# WHAT IS ASKED
Could you update everything from the line containing "Where can the amber" down to the end of the records, replacing "side mirror" with "wing mirror" and keeping everything else unchanged?

Location identification entries:
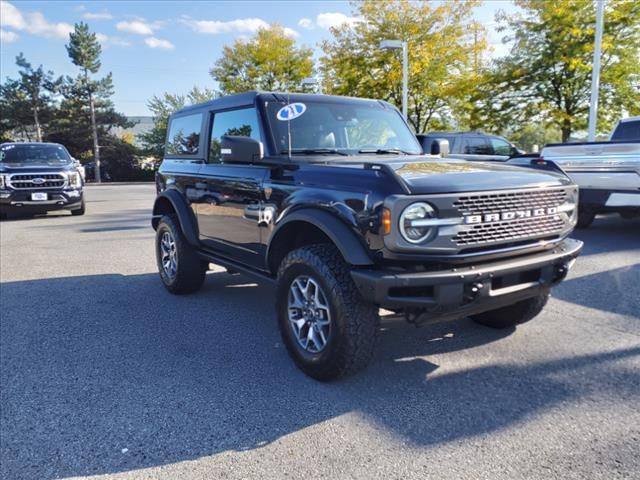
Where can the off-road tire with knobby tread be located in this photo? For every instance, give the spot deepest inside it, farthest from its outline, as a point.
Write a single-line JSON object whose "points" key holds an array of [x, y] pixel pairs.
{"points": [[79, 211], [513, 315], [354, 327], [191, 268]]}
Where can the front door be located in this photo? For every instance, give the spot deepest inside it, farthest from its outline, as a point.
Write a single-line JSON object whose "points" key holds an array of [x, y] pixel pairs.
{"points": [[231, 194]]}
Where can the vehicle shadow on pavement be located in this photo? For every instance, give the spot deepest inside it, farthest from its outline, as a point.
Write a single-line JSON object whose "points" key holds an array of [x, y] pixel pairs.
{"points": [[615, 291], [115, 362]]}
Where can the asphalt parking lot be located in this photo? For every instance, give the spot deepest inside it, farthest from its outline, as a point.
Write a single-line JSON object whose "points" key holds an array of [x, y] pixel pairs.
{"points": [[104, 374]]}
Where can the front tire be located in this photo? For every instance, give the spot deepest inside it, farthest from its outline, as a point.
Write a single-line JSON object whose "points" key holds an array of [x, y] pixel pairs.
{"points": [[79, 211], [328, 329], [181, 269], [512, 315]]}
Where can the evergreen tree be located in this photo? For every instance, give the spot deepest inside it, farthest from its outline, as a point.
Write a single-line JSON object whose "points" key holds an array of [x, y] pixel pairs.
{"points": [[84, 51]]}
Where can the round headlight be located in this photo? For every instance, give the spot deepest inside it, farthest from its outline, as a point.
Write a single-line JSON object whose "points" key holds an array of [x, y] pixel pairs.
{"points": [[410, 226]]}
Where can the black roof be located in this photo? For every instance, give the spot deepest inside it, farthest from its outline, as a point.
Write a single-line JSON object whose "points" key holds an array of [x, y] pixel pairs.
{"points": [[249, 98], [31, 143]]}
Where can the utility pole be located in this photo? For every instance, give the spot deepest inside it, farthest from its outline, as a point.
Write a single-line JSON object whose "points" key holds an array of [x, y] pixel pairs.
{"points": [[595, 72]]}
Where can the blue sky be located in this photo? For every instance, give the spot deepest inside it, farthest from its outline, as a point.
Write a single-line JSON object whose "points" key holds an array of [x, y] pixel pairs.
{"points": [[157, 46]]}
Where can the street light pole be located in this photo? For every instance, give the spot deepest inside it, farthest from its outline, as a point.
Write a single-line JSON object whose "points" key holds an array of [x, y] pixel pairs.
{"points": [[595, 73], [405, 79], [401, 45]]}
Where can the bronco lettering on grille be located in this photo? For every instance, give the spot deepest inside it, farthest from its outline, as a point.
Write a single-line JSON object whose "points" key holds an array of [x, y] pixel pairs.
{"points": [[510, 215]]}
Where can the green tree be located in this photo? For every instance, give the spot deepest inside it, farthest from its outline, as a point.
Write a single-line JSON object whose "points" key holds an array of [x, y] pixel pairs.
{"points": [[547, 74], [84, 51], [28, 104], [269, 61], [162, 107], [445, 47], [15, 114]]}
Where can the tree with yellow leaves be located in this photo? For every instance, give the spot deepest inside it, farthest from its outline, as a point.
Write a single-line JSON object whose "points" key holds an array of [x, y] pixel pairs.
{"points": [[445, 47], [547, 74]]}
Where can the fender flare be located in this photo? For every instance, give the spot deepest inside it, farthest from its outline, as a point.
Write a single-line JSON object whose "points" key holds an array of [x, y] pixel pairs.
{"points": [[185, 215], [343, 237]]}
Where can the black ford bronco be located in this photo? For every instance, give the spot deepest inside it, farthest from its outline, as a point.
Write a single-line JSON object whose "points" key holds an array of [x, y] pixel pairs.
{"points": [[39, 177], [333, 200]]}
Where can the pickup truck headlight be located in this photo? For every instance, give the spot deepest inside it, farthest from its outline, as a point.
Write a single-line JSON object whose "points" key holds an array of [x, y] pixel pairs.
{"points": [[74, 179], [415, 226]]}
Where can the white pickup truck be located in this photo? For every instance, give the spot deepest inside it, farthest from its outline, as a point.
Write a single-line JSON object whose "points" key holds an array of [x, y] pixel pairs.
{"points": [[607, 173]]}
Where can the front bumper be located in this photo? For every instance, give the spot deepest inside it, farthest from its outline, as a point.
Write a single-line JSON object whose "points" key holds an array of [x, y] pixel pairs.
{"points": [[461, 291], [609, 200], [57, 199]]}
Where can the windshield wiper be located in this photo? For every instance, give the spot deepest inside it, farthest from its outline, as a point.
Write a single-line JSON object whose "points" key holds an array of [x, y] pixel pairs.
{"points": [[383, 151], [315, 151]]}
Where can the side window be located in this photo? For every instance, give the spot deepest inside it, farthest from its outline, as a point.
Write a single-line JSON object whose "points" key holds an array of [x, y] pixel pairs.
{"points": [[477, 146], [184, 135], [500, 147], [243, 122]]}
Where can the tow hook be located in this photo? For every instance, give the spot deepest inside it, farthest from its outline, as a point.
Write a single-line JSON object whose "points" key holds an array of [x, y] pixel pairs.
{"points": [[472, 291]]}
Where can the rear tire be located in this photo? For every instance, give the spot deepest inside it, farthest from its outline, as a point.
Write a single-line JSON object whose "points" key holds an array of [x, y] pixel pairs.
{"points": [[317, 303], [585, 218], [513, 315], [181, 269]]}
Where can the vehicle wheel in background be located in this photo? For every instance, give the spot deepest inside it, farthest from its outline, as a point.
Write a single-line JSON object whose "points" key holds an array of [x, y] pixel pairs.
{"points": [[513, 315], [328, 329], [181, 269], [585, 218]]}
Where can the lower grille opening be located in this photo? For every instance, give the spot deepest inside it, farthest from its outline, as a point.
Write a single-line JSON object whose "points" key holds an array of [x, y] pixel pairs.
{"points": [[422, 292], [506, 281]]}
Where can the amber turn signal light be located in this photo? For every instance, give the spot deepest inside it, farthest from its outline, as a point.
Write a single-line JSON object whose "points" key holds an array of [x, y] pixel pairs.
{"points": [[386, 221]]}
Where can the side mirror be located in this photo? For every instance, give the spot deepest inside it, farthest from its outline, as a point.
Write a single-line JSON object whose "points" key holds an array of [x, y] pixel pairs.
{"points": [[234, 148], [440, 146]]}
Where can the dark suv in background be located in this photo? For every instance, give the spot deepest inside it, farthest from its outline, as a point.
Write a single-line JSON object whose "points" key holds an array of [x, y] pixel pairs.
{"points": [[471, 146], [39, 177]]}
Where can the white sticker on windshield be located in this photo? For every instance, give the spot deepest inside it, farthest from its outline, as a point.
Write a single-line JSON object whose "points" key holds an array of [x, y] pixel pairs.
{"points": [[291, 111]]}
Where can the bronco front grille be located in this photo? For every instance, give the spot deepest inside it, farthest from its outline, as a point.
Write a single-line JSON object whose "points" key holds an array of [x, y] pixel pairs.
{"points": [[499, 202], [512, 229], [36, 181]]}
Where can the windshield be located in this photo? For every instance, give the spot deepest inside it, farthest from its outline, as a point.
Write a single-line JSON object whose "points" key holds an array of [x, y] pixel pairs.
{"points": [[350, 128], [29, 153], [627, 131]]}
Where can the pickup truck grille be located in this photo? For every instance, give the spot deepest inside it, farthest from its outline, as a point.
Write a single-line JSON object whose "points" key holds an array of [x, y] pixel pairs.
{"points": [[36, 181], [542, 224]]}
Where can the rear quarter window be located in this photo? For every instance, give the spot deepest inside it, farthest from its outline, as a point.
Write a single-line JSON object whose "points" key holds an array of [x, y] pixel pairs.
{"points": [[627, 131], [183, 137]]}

# WRITTEN SOLUTION
Where can the amber turn signal light be located in this photo? For every instance, give the spot deepest inside it, farthest from its outline, as a point.
Write a single-line JSON object whose "points" key holds an array of [x, y] pixel pairs.
{"points": [[386, 221]]}
Where can the wing mirror be located in this photo? For every instance, give the spot deepest inside it, farthest from its outline, as a point.
Write a single-line JSON object whose "points" key holds an array of [x, y] pixel pairs.
{"points": [[234, 148], [440, 146]]}
Where can the dark suv in background be located in this photo? For every instance, give the spot deepest inside it, farthest from its outline, as a point.
Write a single-line JSON object whose "points" key holds an array of [x, y] pixel pairs.
{"points": [[471, 146], [39, 177]]}
Where can the white sticker on windshield be located in this photo? For every instance, give the spot deepest inside it, farthest from its outline, as a point.
Write a single-line JSON object whose "points" key holds an array of [x, y] pixel pairs.
{"points": [[291, 111]]}
Where can the bronco front grille be located in this photo? For every instance, give the spot deepest inside it, farthest from its outline, as a point.
Write a single-line JSON object whose "points" key holds an array of [x, y] pixel pairs.
{"points": [[499, 202], [512, 229], [36, 181]]}
Where can the windshield be located in this photo? For every instance, give the spot deepest inside it, farthest from its outline, as a point.
Write a single-line JSON object whose "points" key holds an array of [x, y] pixel pairs.
{"points": [[350, 128], [29, 153], [627, 131]]}
Where can the pickup truck grille be located in this photo? For every instance, give the spot deepest inside it, farthest from its outline, as a point.
Write a single-line JSON object whose "points" key holds an array of [x, y] pixel pairs.
{"points": [[36, 181], [542, 224]]}
Where can the rear quarter window be located in this photo? For every instance, give the spot deepest inside it, farthest from its outline, as a point.
Write a single-line JSON object whose "points" key holds an array of [x, y] pixel pairs.
{"points": [[627, 131], [183, 137]]}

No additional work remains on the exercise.